Start of INPUT FOR THIS TASK

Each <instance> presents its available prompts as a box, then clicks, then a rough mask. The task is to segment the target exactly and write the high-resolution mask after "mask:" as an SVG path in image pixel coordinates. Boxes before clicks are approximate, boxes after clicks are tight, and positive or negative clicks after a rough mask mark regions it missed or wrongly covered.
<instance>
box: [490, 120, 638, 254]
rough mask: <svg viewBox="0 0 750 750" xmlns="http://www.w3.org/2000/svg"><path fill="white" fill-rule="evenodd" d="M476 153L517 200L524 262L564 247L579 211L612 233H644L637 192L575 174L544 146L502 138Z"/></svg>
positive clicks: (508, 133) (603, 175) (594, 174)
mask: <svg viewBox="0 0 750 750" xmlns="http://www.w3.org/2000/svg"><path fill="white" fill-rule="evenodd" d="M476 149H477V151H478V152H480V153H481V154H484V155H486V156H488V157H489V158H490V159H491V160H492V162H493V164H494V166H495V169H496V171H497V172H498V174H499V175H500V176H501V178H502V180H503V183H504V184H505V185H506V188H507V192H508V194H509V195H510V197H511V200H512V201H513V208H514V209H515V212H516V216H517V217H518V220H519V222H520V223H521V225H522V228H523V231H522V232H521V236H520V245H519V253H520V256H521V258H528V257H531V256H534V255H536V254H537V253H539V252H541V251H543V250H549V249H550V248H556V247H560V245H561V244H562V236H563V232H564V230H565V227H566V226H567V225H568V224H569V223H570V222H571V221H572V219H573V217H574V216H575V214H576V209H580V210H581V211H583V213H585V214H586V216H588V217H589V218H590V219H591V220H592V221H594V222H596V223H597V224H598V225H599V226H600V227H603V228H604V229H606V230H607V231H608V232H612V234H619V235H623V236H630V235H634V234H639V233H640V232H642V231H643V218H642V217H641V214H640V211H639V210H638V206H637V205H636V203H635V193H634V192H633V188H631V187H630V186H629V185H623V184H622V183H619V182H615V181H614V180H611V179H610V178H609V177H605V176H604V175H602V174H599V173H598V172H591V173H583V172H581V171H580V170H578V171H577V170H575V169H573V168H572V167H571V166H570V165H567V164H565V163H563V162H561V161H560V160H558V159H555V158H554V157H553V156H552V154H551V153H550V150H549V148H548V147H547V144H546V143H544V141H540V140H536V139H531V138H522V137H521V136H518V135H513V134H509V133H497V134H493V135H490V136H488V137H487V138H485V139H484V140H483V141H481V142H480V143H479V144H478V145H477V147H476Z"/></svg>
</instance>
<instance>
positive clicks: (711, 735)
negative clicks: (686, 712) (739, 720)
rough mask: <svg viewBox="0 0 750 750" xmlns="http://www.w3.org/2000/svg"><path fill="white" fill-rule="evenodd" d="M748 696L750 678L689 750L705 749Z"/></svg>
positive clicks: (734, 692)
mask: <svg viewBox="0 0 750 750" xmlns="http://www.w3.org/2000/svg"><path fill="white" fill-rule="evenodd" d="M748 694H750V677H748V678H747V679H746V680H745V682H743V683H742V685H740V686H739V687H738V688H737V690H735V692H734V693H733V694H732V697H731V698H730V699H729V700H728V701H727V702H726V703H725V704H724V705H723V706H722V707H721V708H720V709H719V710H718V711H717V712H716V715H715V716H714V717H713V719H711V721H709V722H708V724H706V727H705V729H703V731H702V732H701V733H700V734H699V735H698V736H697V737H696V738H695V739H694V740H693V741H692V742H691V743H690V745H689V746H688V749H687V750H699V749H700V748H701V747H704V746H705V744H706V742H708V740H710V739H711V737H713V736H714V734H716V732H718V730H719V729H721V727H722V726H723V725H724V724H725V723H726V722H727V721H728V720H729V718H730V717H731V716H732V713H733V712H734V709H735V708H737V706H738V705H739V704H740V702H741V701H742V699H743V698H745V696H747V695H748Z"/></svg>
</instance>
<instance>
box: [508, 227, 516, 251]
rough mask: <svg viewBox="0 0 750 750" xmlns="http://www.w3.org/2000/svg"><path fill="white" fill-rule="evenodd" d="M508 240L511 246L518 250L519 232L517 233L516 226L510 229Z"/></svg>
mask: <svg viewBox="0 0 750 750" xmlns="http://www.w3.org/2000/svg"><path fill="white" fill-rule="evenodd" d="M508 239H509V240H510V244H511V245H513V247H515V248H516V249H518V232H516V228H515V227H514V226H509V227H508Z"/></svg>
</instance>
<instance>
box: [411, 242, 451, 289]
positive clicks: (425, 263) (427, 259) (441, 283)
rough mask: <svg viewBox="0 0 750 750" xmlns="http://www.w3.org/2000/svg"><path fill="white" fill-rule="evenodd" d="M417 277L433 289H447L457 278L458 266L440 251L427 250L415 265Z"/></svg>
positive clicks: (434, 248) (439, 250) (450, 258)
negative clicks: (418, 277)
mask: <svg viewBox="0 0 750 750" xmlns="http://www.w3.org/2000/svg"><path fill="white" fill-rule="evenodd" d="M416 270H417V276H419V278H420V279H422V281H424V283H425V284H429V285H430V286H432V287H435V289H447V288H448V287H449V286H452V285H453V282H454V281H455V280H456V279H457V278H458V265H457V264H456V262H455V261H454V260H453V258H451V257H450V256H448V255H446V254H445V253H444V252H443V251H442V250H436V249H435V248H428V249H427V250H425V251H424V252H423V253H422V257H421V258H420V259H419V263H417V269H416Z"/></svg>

End of INPUT FOR THIS TASK

# TASK STATEMENT
Set down every entry exactly as it appears.

# ANSWER SECTION
Each <instance> presents its available prompts as a box, then clicks, then a rough mask. The task is to segment the target exactly and write the high-resolution mask after "mask:" as an SVG path in image pixel coordinates. Boxes before clicks are approximate, boxes after clicks are tight, and positive or negative clicks after a rough mask mark regions it missed or wrongly covered.
<instance>
box: [490, 120, 638, 254]
rough mask: <svg viewBox="0 0 750 750" xmlns="http://www.w3.org/2000/svg"><path fill="white" fill-rule="evenodd" d="M476 153L517 200L524 262L564 247L579 211L612 233H644L637 192L575 174L544 146L502 138Z"/></svg>
positive clicks: (508, 133) (603, 175) (594, 174)
mask: <svg viewBox="0 0 750 750" xmlns="http://www.w3.org/2000/svg"><path fill="white" fill-rule="evenodd" d="M476 149H477V151H478V152H480V153H481V154H484V155H486V156H488V157H489V158H490V159H491V160H492V162H493V164H494V166H495V169H496V171H497V172H498V174H499V175H500V176H501V178H502V180H503V183H504V184H505V185H506V188H507V192H508V194H509V195H510V197H511V200H512V201H513V208H514V209H515V212H516V216H517V217H518V220H519V222H520V223H521V225H522V228H523V231H522V232H521V236H520V245H519V253H520V256H521V258H528V257H531V256H534V255H536V254H537V253H539V252H541V251H543V250H549V249H550V248H556V247H560V245H561V244H562V236H563V232H564V230H565V227H566V226H567V225H568V224H569V223H570V222H571V221H572V219H573V217H574V216H575V214H576V209H580V210H581V211H583V213H585V214H586V216H588V217H589V218H590V219H591V220H592V221H594V222H596V223H597V224H598V225H599V226H600V227H603V228H604V229H606V230H607V231H608V232H612V234H619V235H623V236H630V235H634V234H639V233H640V232H642V231H643V218H642V217H641V214H640V211H639V210H638V206H637V205H636V203H635V193H634V192H633V188H631V187H630V186H629V185H623V184H622V183H619V182H615V181H614V180H611V179H610V178H609V177H605V176H604V175H602V174H599V173H598V172H591V173H583V172H581V171H580V170H578V171H577V170H575V169H573V168H572V167H571V166H570V165H567V164H565V163H563V162H561V161H560V160H558V159H555V158H554V157H553V156H552V154H551V153H550V150H549V148H548V147H547V144H546V143H544V141H540V140H536V139H531V138H522V137H521V136H518V135H513V134H509V133H497V134H493V135H490V136H488V137H487V138H485V139H484V140H483V141H481V142H480V143H479V144H478V145H477V147H476Z"/></svg>
</instance>
<instance>
positive clicks: (711, 735)
negative clicks: (686, 712) (739, 720)
rough mask: <svg viewBox="0 0 750 750" xmlns="http://www.w3.org/2000/svg"><path fill="white" fill-rule="evenodd" d="M748 696L750 678L689 750L705 749Z"/></svg>
positive clicks: (734, 692)
mask: <svg viewBox="0 0 750 750" xmlns="http://www.w3.org/2000/svg"><path fill="white" fill-rule="evenodd" d="M748 694H750V677H748V678H747V679H746V680H745V682H743V683H742V685H740V686H739V687H738V688H737V690H735V692H734V693H733V694H732V697H731V698H730V699H729V700H728V701H727V702H726V703H725V704H724V705H723V706H722V707H721V708H720V709H719V710H718V711H717V712H716V715H715V716H714V717H713V719H711V721H709V722H708V724H706V727H705V729H703V731H702V732H701V733H700V734H699V735H698V736H697V737H696V738H695V739H694V740H693V741H692V742H691V743H690V745H689V746H688V749H687V750H699V749H700V748H701V747H704V746H705V744H706V742H708V740H710V739H711V737H713V736H714V734H716V732H718V730H719V729H721V727H722V726H723V725H724V724H725V723H726V722H727V721H728V720H729V718H730V717H731V716H732V713H733V712H734V709H735V708H737V706H738V705H739V704H740V702H741V701H742V699H743V698H745V696H747V695H748Z"/></svg>
</instance>
<instance>
box: [508, 227, 516, 251]
rough mask: <svg viewBox="0 0 750 750" xmlns="http://www.w3.org/2000/svg"><path fill="white" fill-rule="evenodd" d="M508 240L511 246L518 250L519 232L517 233L516 226L510 229Z"/></svg>
mask: <svg viewBox="0 0 750 750" xmlns="http://www.w3.org/2000/svg"><path fill="white" fill-rule="evenodd" d="M508 239H509V240H510V244H511V245H513V247H515V248H516V249H518V232H516V228H515V227H514V226H509V227H508Z"/></svg>
</instance>
<instance>
box: [411, 242, 451, 289]
positive clicks: (425, 263) (427, 259) (441, 283)
rough mask: <svg viewBox="0 0 750 750" xmlns="http://www.w3.org/2000/svg"><path fill="white" fill-rule="evenodd" d="M417 277L433 289H447L457 278L458 266L440 251L427 250L415 265Z"/></svg>
positive clicks: (434, 248) (439, 250) (450, 258)
negative clicks: (418, 277)
mask: <svg viewBox="0 0 750 750" xmlns="http://www.w3.org/2000/svg"><path fill="white" fill-rule="evenodd" d="M416 270H417V276H419V278H420V279H422V281H424V283H425V284H429V285H430V286H432V287H435V289H447V288H448V287H449V286H452V285H453V282H454V281H455V280H456V279H457V278H458V265H457V264H456V262H455V261H454V260H453V258H451V257H450V256H448V255H446V254H445V253H444V252H443V251H442V250H436V249H435V248H428V249H427V250H425V251H424V252H423V253H422V257H421V258H420V259H419V263H417V269H416Z"/></svg>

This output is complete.